> [Task instructions]: From the forum thread on ebonite pens, quote word for word the stretch from "I did a black" through "mitchm (Apr 7, 2009)".

# Ebonite Maelstrom



## DCBluesman (Apr 6, 2009)

Don't blame me if www.exoticblanks.com is out of these.  I didn't buy them all!

Coral







Earth Brown






Black and Tan






Available here.

Thanks to all who stop to look and particularly to those who offer a comment!


----------



## winpooh498 (Apr 6, 2009)

Those are all beautiful! I just got the Black and Green one in the mail.


----------



## JohnU (Apr 6, 2009)

Beautiful pen Lou.  My fav is the black and tan.


----------



## el_d (Apr 6, 2009)

Nice Lou, I like the Black and tan as well....


----------



## Jim15 (Apr 6, 2009)

Those are great looking pens.


----------



## rdunn12 (Apr 6, 2009)

The Coral is nice,(I like the color)and the Black and Tan is beautiful!The brown is,umm,ok.


----------



## CaptG (Apr 6, 2009)

Those are three first class pens Lou.  Very nice work and blanks.


----------



## Stick Rounder (Apr 6, 2009)

Those are great looking pens.


----------



## Nickfff (Apr 7, 2009)

Lou,
They look very good.

I especially like the third one.

Is it...

"Tan Marbled Ebonite"

Thanks,
Nick


----------



## mrburls (Apr 7, 2009)

Lou, Ebonite pens look great. What kind of finish did you put on them? 

I did a black and yellow ebonite with the jr. statesman kit. I think the ebonite is very easy to work with. My wife thought it was one classy pen when she saw it. 

Keith "mrburls"


----------



## mitchm (Apr 7, 2009)

Lou, very classy trio, the Black and Tan is stunning!


----------



## cnirenberg (Apr 7, 2009)

Lou,
I love the ebonite.  Is it true that it smells like a science experiment when turning?  It's nice to see the before and after photos of the material also.  Thanks for the quick link.


----------



## Mather323 (Apr 7, 2009)

Great group of pens!


----------



## TowMater (Apr 7, 2009)

I'm not too crazy about the first two, but the third is outstanding (colorwise, turning is outstanding as usual)!


----------



## johncrane (Apr 7, 2009)

Looking very nice there Lou!! l like the last one best.:biggrin:


----------



## devowoodworking (Apr 7, 2009)

You rock'd those out Lou!!!


----------



## skiprat (Apr 7, 2009)

Cool !!!

My favourite is also the tan and black one. :biggrin:That's really very nice. Not too keen on the others though.

Hopefully my stuff will arrive some time this year .......:wink:


----------



## Dalecamino (Apr 7, 2009)

Looking good as usual Lou . You DO make pretty pens !


----------



## Munsterlander (Apr 7, 2009)

Very nice - I also like the 3rd one best - I'm a sucker for randomness and "texture" within the turning material...


----------



## louisbry (Apr 7, 2009)

Very nice Lou!  No matter how many blanks I have I can always be tempted to buy more.   It it the other side of the fence thing?


----------



## ed4copies (Apr 7, 2009)

Well, Lou, Ya got me to cut a lot of ebonite last night!!  Still stinks.

But the posted pens are GORGEOUS!!!  Having seen the blanks Dawn bought, I was not impressed --- but you SURE MADE NICE PENS out of them!!!!

> [Recorded data]:
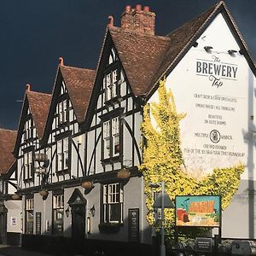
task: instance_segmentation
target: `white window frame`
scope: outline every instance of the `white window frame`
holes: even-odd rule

> [Full solution]:
I did a black and yellow ebonite with the jr. statesman kit. I think the ebonite is very easy to work with. My wife thought it was one classy pen when she saw it. 

Keith "mrburls"


----------



## mitchm (Apr 7, 2009)